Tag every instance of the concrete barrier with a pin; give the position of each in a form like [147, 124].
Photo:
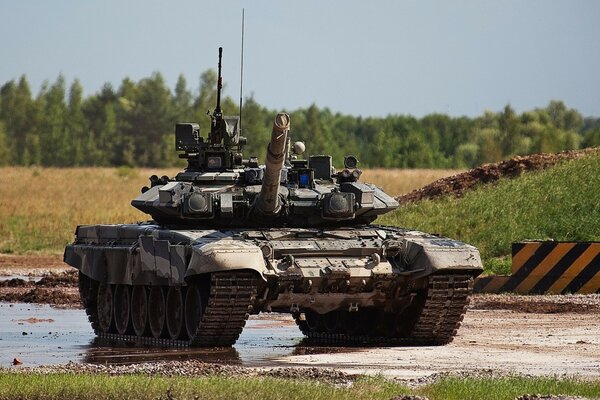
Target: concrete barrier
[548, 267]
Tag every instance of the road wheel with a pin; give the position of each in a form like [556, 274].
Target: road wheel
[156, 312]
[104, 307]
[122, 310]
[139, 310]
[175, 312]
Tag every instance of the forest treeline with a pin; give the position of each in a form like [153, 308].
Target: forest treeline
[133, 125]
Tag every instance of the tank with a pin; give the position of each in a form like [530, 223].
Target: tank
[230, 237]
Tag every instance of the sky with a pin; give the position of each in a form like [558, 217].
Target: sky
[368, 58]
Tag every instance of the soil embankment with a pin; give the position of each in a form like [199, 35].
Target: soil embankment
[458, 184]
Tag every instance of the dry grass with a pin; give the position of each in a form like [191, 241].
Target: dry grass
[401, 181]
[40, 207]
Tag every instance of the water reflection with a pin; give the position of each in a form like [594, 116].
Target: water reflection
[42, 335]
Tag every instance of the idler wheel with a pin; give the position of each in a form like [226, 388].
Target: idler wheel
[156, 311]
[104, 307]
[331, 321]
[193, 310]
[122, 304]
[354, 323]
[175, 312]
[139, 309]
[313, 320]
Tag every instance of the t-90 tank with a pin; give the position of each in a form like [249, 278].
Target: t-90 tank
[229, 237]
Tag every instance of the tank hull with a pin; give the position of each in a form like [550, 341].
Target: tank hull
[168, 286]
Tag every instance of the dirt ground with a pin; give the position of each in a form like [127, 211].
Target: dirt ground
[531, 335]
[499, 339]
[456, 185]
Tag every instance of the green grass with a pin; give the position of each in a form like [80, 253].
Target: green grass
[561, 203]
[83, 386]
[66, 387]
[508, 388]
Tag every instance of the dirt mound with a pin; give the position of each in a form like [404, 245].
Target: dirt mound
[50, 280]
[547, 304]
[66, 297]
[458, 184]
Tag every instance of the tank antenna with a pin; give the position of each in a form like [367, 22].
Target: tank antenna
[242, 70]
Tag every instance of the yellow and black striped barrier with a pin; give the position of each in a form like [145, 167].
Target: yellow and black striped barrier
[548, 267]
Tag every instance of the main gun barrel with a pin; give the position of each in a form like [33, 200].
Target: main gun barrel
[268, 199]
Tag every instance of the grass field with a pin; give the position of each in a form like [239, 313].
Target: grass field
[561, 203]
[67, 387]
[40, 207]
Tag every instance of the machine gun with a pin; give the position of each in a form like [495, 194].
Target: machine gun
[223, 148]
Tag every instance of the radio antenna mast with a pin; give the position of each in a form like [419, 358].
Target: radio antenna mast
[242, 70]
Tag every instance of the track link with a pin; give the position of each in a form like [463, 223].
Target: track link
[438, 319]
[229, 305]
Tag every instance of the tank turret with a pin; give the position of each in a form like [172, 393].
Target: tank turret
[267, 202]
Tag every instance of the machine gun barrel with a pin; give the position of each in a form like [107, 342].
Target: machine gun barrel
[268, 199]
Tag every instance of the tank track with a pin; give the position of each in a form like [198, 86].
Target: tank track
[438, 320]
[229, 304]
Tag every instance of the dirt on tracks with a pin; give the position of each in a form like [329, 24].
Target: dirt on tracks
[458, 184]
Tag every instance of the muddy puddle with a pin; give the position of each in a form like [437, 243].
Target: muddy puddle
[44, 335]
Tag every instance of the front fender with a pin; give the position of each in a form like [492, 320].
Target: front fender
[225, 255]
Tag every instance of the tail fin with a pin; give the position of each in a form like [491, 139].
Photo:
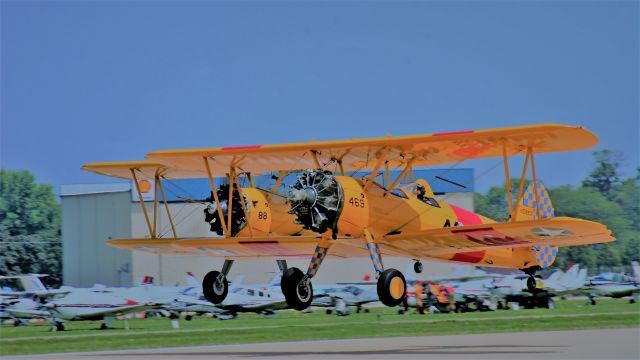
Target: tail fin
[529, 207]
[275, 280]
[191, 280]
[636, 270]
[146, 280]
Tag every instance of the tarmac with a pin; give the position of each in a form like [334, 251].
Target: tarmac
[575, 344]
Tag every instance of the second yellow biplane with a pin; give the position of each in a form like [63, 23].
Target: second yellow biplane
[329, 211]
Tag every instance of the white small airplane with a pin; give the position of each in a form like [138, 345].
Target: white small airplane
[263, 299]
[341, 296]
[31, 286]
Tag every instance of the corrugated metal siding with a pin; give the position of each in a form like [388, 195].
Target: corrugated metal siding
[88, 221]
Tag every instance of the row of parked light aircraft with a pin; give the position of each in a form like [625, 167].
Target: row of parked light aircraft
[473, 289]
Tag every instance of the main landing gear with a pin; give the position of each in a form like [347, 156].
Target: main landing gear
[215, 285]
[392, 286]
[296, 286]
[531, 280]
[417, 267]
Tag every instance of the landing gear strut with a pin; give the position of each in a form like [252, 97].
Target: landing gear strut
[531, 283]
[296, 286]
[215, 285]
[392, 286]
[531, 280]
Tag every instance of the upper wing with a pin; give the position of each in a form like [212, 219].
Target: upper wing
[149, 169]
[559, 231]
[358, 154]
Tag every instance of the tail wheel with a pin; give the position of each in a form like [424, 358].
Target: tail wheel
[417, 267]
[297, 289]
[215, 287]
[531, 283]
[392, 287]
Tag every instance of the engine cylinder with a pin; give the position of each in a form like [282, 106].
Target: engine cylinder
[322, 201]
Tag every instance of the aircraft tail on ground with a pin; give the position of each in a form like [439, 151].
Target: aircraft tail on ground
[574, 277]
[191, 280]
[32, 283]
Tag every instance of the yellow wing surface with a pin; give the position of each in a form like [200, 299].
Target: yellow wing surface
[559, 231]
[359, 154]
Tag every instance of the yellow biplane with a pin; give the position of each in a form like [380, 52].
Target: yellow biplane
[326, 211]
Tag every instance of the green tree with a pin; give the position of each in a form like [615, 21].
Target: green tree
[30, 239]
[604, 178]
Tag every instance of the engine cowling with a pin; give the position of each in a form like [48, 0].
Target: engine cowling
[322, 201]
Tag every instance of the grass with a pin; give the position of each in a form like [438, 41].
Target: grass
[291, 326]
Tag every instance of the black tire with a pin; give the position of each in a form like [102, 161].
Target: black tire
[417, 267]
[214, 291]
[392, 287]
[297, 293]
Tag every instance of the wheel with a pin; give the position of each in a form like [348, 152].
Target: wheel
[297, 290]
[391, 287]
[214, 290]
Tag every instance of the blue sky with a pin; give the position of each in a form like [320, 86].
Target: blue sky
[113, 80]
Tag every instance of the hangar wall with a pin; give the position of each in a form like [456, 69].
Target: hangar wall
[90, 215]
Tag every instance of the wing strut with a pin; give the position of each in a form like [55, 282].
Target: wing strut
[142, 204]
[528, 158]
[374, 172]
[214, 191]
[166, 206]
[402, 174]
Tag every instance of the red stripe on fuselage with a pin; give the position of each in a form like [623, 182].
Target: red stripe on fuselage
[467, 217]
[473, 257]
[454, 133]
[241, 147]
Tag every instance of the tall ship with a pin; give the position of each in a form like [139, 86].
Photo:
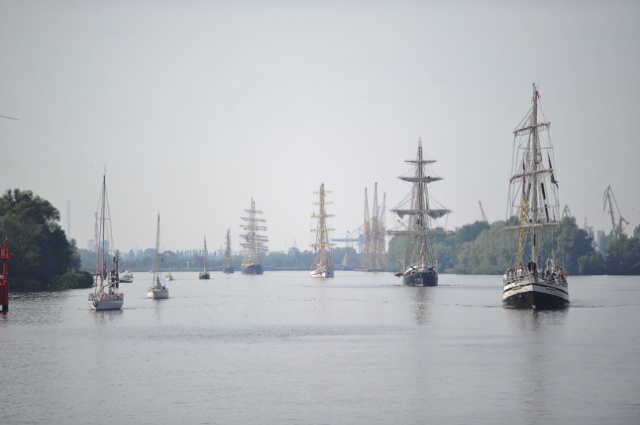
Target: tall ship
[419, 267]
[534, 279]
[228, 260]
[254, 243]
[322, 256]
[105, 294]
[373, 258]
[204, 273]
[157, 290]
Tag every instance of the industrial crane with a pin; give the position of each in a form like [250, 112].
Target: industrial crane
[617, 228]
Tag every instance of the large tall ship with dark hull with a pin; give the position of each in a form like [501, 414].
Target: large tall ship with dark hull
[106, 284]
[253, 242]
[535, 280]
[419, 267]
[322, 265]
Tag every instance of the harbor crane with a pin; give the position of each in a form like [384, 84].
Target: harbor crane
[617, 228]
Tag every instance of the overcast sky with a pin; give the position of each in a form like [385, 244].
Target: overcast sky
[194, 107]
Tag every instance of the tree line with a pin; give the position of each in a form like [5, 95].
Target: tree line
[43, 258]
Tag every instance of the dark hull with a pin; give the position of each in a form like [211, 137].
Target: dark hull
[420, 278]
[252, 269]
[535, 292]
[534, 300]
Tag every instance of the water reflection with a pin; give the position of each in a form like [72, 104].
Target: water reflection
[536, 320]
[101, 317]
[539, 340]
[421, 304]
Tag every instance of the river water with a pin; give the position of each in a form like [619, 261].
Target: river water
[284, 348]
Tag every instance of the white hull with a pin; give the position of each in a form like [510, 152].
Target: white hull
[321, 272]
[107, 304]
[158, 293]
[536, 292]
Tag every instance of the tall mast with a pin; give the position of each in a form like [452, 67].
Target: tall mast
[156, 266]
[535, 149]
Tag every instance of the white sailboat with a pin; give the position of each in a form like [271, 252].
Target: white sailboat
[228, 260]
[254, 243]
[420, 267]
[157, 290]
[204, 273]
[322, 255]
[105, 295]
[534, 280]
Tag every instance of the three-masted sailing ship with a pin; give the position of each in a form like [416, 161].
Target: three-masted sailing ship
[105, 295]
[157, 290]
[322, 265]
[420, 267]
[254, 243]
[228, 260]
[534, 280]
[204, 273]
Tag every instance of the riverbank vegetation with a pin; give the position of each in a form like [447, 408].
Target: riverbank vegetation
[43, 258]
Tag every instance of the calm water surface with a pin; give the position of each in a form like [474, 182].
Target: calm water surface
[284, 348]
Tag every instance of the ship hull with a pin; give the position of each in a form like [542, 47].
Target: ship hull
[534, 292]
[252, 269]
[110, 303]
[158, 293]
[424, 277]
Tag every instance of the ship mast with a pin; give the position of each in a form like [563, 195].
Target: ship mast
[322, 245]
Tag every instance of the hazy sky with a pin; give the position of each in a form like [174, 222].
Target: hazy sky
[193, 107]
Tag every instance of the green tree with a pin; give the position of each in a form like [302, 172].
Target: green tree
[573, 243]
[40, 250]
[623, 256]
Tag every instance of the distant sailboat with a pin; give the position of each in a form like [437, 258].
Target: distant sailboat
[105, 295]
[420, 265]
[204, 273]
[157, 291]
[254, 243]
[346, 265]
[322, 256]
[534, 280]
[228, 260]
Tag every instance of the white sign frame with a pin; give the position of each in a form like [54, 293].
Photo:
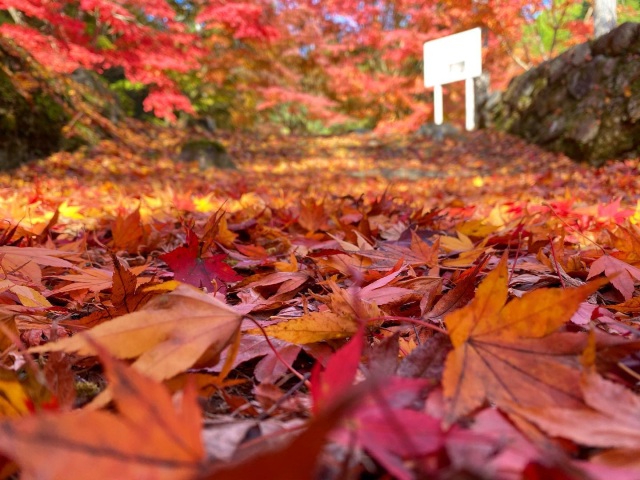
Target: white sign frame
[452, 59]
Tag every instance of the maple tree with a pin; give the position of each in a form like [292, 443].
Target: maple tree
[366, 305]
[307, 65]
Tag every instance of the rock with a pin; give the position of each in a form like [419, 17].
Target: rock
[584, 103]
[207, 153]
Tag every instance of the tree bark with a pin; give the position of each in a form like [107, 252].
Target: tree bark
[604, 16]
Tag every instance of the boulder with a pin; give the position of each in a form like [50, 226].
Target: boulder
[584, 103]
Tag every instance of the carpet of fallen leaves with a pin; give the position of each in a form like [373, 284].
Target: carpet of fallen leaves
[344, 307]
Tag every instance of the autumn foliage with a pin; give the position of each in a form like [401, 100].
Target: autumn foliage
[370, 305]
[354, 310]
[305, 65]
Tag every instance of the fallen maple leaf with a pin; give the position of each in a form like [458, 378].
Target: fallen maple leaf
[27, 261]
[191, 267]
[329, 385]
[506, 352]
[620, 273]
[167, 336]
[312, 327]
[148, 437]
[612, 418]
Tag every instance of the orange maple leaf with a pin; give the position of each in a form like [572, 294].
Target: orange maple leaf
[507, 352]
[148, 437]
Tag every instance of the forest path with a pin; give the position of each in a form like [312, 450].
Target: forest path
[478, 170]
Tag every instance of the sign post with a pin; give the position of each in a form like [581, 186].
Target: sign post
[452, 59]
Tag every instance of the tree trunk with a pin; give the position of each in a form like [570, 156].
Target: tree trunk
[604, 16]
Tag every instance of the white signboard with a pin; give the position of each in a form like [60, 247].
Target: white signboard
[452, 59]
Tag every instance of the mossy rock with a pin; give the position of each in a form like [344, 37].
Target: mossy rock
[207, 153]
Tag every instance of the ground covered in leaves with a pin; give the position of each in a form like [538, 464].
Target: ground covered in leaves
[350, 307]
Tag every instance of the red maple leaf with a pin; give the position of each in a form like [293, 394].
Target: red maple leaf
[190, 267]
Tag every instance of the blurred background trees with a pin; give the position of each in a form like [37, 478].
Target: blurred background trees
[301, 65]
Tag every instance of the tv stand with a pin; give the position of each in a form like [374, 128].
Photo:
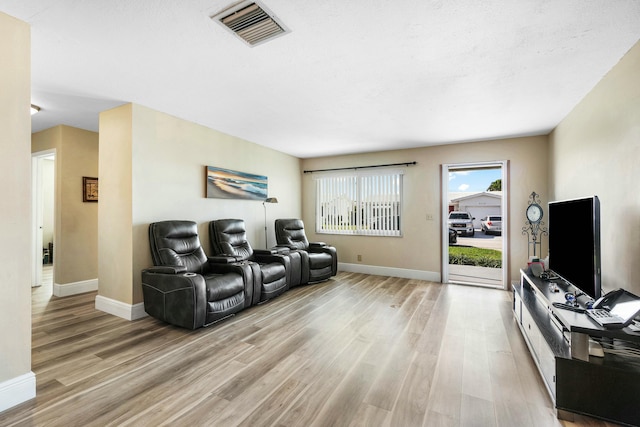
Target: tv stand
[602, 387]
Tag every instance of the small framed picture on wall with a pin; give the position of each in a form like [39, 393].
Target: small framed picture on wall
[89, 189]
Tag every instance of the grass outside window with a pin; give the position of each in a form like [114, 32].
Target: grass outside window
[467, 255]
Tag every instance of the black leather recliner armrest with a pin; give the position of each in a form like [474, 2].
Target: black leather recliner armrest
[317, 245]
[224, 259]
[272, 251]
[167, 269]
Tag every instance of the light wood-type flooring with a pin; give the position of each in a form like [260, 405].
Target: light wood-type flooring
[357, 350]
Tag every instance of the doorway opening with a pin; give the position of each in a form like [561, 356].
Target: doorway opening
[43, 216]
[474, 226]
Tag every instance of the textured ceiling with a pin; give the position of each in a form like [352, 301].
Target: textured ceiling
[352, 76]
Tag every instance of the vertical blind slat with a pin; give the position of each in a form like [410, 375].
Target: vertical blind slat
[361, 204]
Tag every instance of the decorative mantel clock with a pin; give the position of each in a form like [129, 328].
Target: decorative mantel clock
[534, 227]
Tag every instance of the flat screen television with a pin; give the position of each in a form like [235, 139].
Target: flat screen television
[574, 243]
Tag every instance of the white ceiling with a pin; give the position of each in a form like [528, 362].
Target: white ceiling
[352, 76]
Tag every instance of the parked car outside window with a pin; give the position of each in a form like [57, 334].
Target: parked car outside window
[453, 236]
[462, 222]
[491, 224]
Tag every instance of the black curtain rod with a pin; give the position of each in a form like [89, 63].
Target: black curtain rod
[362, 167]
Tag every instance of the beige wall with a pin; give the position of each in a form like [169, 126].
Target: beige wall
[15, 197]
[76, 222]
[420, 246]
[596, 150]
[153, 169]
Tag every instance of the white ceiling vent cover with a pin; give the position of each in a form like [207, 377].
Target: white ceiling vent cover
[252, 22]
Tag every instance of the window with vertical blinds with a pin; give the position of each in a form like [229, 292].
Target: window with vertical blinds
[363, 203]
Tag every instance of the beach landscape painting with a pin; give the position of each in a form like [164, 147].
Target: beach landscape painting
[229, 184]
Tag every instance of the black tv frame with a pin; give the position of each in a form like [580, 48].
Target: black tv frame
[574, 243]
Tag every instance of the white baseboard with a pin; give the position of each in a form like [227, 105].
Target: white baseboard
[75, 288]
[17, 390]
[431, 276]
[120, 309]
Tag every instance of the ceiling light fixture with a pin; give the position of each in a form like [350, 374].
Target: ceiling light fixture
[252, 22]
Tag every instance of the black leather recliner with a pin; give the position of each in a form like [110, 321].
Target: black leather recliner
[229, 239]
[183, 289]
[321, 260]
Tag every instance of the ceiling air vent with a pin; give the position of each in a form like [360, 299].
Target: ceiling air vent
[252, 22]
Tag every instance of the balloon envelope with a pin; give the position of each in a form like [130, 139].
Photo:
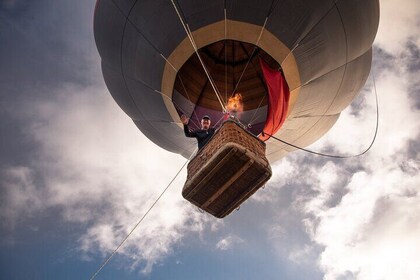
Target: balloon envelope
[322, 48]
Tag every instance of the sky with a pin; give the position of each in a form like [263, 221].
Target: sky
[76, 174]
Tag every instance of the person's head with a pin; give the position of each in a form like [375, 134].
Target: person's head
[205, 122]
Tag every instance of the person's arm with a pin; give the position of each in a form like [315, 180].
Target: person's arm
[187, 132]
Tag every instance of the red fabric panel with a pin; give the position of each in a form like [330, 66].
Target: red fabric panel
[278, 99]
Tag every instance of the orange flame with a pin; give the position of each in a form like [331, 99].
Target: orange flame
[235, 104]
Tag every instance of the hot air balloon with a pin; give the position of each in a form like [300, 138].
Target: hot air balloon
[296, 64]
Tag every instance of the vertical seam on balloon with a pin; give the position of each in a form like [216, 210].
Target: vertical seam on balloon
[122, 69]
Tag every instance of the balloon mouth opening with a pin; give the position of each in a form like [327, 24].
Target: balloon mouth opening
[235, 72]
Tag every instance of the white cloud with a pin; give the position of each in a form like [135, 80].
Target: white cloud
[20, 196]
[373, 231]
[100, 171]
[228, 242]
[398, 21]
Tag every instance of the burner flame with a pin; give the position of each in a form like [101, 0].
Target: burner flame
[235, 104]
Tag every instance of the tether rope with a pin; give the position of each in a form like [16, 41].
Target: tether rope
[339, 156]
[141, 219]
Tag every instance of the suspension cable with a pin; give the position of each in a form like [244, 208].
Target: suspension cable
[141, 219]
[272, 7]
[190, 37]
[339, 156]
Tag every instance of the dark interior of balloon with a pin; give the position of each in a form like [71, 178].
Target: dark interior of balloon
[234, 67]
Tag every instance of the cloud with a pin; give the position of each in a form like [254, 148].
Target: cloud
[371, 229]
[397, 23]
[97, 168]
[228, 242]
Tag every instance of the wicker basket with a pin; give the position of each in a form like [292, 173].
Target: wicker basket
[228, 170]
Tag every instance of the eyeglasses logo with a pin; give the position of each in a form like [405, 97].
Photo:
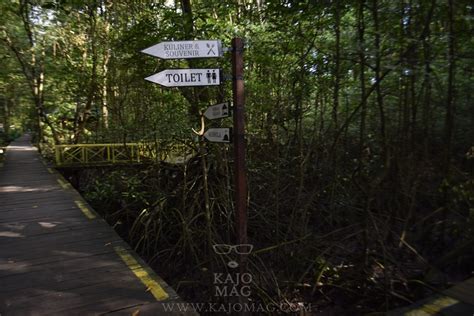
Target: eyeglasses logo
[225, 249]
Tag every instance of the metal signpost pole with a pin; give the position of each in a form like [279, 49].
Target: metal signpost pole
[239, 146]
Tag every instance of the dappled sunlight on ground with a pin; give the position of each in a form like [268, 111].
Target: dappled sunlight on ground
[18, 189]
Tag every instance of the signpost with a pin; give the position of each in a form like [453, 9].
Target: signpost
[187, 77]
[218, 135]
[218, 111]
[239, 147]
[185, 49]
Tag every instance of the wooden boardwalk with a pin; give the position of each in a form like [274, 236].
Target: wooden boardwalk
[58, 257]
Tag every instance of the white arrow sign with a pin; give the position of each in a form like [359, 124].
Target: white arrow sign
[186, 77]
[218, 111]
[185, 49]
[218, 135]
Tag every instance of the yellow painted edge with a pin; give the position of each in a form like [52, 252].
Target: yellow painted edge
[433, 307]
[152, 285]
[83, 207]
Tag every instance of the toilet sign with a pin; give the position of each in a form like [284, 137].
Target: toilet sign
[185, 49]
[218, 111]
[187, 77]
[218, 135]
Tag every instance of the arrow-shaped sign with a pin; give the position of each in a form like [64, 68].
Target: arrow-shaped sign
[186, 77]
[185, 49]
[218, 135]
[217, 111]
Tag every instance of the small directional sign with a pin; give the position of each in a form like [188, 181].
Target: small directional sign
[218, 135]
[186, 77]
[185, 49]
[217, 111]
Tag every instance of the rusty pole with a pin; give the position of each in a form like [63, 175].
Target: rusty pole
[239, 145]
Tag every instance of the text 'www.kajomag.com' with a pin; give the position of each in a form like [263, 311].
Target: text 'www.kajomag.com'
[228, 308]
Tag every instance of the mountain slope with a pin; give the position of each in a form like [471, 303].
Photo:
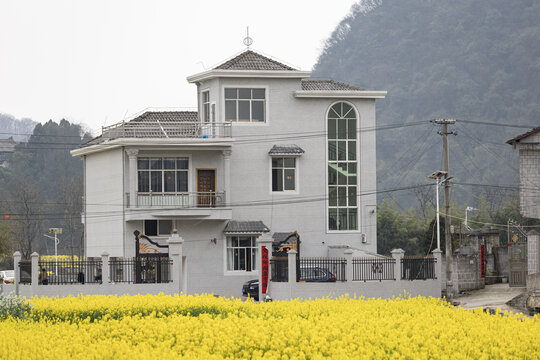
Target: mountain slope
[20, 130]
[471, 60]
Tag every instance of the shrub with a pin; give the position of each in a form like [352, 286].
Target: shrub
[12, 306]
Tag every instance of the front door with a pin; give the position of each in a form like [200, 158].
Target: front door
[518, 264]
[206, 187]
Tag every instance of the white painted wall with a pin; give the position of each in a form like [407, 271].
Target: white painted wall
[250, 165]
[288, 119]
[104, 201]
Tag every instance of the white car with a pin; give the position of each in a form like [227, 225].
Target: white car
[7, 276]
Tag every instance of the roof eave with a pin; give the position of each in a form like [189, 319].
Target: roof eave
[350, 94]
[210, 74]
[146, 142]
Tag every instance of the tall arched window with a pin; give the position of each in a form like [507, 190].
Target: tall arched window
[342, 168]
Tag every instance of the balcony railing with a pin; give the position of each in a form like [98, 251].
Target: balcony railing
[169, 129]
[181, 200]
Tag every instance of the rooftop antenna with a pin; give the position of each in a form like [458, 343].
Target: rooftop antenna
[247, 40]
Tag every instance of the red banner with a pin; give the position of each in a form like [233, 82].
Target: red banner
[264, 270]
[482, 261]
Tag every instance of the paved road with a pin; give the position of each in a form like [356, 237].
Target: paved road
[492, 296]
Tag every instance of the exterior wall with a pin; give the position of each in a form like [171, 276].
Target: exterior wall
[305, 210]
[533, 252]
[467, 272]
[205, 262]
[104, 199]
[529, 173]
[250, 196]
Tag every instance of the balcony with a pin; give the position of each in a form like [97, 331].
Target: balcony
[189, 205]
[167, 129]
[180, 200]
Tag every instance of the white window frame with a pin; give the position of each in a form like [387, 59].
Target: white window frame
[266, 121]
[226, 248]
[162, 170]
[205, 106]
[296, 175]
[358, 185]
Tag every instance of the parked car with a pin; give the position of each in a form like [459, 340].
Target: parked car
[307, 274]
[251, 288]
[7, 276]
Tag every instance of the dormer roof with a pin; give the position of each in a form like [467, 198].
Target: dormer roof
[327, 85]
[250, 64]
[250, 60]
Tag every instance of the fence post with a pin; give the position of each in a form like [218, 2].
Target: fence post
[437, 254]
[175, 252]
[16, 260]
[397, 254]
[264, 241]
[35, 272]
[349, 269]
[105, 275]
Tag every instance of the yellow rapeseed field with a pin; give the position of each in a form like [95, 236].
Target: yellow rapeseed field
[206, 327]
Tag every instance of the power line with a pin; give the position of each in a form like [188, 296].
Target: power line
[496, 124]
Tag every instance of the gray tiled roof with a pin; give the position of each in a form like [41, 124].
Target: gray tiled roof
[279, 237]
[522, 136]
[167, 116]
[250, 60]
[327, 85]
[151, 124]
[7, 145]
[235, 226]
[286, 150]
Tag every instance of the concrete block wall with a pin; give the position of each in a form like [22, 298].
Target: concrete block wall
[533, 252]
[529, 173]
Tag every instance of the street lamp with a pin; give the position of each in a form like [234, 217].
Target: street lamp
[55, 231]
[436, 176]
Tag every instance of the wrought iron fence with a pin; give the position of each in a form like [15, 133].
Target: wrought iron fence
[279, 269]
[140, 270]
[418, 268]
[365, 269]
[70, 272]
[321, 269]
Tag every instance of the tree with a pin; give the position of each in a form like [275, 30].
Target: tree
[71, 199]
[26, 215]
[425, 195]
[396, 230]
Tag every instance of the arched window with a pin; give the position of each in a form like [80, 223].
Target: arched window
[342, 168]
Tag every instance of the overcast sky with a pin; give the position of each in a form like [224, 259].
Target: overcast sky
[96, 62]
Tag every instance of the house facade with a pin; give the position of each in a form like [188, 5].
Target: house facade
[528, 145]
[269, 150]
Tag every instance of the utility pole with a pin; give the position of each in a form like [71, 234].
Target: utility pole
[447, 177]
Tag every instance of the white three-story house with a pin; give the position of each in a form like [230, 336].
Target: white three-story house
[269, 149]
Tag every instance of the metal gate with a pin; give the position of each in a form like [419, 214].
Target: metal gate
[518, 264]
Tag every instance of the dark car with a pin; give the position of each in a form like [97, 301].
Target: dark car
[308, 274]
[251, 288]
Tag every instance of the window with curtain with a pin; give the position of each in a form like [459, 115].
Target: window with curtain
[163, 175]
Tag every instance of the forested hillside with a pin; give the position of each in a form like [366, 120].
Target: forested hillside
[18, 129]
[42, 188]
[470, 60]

* _INSTRUCTION_: Could you pull out the lines of the data from the line with "Tag every instance of the window with curtain" through the end of the data, reproducing them word for word with both ends included?

* _OUTPUT BELOW_:
Tag every instance of the window with curtain with a pin; give the position of each in a form like [459, 115].
Target: window with curtain
[163, 175]
Tag every instance of the forested hillside with a pin; give the position of each in a form like [366, 120].
Target: forested hillside
[18, 129]
[42, 188]
[470, 60]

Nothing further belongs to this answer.